→ **WRITTEN PROBLEM**:
Identify the line in which "Would you mind annotating the korean" appears, then reproduce that line and all remaining lines of the records word for word.

→ **TASK INPUTS**:
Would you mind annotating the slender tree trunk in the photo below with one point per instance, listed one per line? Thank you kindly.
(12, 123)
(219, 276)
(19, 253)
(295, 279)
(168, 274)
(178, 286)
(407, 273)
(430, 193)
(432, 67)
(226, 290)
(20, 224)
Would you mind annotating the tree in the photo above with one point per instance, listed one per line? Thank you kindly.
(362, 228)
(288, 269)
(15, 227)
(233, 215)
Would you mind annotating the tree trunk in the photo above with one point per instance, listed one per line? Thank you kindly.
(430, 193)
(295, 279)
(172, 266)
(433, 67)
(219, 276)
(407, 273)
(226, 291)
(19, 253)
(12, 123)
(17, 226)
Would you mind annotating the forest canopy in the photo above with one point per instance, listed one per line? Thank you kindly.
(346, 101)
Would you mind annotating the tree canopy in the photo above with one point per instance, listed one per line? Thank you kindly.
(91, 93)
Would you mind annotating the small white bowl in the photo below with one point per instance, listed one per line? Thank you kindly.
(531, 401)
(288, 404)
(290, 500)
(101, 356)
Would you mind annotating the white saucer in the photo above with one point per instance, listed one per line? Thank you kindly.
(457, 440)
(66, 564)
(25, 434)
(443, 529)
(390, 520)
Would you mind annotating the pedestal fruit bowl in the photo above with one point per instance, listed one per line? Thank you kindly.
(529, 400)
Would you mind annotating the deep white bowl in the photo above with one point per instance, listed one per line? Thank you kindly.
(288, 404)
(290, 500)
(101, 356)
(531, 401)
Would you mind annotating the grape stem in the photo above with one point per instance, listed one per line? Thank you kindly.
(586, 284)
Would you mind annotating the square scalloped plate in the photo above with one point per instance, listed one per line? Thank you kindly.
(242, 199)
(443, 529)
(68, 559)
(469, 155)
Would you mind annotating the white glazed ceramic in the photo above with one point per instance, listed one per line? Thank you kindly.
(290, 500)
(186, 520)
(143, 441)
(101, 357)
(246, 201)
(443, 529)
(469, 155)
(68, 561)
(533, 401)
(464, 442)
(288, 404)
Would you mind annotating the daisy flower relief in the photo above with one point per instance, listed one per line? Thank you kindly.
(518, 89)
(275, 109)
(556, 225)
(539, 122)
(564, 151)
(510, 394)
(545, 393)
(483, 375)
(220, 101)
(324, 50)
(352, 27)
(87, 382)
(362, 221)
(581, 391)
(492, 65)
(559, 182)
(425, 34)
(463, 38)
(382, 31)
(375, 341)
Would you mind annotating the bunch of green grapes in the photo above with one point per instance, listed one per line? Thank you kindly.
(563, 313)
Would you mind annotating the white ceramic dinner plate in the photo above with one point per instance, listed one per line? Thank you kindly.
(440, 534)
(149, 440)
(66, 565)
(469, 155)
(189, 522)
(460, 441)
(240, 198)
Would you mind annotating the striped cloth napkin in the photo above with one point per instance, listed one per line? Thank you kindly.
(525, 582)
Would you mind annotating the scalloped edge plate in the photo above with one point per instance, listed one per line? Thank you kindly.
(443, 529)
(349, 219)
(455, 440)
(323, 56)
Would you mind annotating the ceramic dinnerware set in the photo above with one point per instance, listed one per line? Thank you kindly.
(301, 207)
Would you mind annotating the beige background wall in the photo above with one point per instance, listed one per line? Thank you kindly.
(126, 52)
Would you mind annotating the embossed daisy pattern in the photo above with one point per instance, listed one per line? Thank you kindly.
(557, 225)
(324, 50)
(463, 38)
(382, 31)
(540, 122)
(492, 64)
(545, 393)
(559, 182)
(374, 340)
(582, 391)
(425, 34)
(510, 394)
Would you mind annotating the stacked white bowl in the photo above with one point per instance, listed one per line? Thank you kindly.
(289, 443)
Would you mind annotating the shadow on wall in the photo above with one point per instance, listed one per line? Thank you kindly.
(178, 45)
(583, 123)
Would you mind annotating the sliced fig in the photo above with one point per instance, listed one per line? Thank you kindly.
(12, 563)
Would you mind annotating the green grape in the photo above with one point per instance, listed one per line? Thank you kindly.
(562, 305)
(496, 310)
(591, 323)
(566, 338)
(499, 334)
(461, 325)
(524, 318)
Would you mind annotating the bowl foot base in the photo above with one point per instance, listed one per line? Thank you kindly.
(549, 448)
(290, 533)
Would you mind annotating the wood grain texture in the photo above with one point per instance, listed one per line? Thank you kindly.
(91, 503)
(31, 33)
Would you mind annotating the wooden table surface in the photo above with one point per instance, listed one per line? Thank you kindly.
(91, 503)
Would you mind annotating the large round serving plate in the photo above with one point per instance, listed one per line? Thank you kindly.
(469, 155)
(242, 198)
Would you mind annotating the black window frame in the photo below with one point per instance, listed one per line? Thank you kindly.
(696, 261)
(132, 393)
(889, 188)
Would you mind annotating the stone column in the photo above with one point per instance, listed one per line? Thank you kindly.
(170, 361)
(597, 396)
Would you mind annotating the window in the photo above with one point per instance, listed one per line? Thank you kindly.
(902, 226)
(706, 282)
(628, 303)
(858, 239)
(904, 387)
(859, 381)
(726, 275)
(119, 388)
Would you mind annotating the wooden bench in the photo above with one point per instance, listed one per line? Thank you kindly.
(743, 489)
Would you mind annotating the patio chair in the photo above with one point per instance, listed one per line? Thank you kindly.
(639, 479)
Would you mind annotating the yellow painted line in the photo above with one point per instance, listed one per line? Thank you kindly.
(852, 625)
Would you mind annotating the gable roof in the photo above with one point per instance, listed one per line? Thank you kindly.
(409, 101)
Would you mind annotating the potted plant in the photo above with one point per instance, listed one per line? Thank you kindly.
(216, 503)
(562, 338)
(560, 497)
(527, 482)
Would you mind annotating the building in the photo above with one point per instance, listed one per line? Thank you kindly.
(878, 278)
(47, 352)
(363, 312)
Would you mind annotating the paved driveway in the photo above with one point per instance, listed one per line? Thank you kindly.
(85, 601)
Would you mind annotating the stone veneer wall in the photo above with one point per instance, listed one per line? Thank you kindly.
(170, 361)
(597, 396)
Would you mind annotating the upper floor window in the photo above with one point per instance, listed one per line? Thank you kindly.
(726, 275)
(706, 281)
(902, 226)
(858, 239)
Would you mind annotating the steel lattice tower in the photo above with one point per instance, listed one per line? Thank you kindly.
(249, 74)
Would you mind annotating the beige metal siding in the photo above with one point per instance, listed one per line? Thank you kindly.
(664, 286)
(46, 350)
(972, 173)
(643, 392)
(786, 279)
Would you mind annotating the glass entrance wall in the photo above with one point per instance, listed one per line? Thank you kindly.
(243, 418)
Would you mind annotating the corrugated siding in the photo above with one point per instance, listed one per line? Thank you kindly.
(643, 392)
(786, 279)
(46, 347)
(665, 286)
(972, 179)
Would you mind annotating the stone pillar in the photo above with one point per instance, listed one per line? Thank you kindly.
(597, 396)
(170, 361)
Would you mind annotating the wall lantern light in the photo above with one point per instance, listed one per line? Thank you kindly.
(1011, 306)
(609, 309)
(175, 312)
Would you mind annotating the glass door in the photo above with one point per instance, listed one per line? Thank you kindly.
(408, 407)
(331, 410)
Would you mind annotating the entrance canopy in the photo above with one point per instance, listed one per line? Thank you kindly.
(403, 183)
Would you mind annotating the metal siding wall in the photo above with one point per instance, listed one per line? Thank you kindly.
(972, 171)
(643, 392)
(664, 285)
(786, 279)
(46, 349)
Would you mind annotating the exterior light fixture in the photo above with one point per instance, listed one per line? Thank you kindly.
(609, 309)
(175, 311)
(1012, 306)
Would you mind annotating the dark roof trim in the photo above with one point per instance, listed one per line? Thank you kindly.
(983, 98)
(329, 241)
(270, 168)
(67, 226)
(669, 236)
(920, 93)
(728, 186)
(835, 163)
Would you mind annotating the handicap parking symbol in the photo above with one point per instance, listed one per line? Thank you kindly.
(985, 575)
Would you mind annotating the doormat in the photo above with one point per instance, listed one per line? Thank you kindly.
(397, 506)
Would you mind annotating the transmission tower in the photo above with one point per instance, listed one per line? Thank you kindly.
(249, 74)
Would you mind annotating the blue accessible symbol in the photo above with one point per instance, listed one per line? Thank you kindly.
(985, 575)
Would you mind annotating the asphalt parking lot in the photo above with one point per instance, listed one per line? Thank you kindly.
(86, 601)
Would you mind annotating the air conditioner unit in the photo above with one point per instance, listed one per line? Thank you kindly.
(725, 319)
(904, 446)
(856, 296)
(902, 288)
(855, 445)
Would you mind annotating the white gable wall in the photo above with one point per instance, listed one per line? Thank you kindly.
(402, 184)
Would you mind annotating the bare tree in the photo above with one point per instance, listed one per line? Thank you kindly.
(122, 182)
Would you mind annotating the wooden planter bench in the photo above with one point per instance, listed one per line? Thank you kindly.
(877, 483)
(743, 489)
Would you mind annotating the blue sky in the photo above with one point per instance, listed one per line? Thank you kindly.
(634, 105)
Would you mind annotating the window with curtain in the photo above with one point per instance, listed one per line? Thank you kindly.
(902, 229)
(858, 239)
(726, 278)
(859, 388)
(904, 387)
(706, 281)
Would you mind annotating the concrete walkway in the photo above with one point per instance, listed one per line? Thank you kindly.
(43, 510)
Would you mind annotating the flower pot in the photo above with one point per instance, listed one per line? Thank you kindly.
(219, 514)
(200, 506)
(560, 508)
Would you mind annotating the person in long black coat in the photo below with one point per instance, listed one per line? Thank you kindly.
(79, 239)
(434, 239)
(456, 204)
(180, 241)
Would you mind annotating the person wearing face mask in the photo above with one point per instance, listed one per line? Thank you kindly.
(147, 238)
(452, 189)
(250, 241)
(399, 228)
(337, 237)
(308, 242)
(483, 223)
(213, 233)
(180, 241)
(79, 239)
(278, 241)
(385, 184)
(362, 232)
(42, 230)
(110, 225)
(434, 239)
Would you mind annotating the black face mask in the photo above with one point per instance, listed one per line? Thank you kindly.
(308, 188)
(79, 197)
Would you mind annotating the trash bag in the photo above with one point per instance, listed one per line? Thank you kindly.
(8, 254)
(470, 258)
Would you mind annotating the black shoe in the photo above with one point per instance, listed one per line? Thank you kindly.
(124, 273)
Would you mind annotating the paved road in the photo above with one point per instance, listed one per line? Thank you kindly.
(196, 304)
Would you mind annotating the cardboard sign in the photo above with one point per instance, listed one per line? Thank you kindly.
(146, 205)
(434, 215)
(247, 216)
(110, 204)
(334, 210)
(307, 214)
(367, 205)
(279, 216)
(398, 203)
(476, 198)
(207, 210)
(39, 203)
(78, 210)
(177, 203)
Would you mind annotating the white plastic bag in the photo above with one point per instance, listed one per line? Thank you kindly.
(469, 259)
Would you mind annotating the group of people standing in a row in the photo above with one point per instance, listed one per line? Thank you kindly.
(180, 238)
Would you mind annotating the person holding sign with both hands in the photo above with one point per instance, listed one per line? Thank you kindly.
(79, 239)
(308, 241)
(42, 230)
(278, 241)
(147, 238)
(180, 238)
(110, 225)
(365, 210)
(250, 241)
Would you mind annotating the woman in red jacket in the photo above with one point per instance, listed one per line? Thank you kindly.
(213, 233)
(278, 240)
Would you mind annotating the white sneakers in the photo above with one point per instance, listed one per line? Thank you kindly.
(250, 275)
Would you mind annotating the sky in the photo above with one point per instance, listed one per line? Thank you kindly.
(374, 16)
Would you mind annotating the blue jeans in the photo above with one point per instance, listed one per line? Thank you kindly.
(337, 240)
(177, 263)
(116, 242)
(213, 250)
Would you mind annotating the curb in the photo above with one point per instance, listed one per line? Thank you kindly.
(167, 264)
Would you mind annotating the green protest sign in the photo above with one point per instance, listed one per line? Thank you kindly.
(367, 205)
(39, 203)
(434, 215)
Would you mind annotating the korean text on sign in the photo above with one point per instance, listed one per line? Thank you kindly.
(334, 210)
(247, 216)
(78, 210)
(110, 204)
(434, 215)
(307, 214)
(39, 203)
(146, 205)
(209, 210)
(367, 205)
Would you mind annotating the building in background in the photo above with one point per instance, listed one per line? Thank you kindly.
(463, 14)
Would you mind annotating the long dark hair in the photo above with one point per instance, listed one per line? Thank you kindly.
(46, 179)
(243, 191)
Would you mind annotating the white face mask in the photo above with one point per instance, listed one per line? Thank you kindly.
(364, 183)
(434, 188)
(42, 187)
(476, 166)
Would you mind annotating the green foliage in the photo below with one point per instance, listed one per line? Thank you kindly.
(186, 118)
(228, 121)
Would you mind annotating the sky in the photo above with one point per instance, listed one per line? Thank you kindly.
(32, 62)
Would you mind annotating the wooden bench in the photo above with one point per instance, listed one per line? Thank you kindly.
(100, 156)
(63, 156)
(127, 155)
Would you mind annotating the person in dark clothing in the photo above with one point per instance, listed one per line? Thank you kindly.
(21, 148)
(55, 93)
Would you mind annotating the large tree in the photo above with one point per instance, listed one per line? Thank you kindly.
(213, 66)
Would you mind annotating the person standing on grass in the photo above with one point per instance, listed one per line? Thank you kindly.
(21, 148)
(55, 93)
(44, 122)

→ **THE COMPLETED TASK**:
Would you mind annotating the korean text on sign in the photo above with one point per instance, listed one per line? Thank you kindly.
(334, 210)
(247, 216)
(78, 210)
(110, 204)
(434, 215)
(307, 214)
(39, 203)
(146, 205)
(209, 210)
(367, 205)
Would you mind annotating the building in background in the photo above with one point per instance, listed one per line? Thank you kindly.
(463, 14)
Would you mind annotating the long dark hair in the photo above with one point per instance, listed one per line? Thank you kindly.
(46, 179)
(243, 191)
Would you mind annotating the white face mask in the photo above with one point per instance, listed one per line? Thank you kindly.
(364, 183)
(434, 188)
(42, 187)
(476, 166)
Would you mind annotating the green foliage in the photo below with one point per instance, listed one per line? Thank you kindly.
(186, 118)
(228, 121)
Would you mind annotating the sky in the photo above with one point per instance, listed one per line? Thank you kindly.
(32, 62)
Would you mind annotating the wooden bench in the photo above with one point per instance, listed one per line? Thank you kindly.
(100, 156)
(63, 156)
(127, 155)
Would you mind annotating the person in dark clothing in the photo above with one point per instance, listed one per line? Thank you kindly.
(21, 148)
(55, 93)
Would you mind annotating the large tree in the photo above with one point per instance, listed one per line? Thank you kindly.
(213, 66)
Would you mind annotating the person standing on grass in the photo above with one point per instance, listed one per line? Thank you kindly.
(21, 148)
(55, 93)
(44, 122)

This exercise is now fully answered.